◆ **GOAL**
Rewrite the listing below, substituting "separated by" for every "divided by" and keeping all other text the same. Leave the pictures out of your answer.

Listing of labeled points
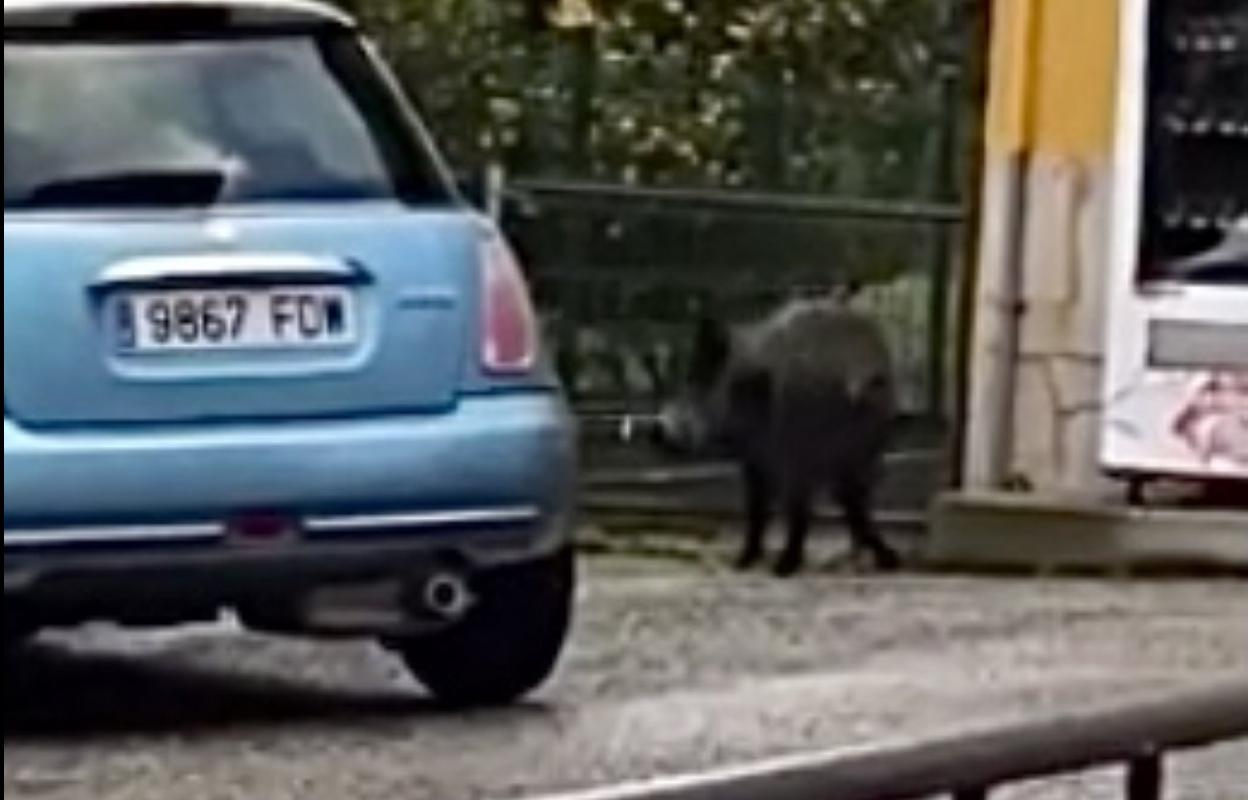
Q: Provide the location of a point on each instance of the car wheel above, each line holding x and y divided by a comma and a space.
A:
509, 642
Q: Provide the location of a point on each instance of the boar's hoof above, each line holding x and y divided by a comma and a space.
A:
790, 565
748, 559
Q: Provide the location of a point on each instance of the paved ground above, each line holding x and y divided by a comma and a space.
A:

◆ **THE REPLY**
Q: Provide the location of a point on each instance of the car wheel above, each line holding x and y separated by a comma and a space.
A:
509, 642
Q: Provide the location of a point on each instance of the boar's hoof above, each line holding x and y separated by a comma and a space.
A:
790, 565
748, 559
Q: Provide the location of a point on each instance of the paved ground above, each line holding x and y separated by a comma and a space.
A:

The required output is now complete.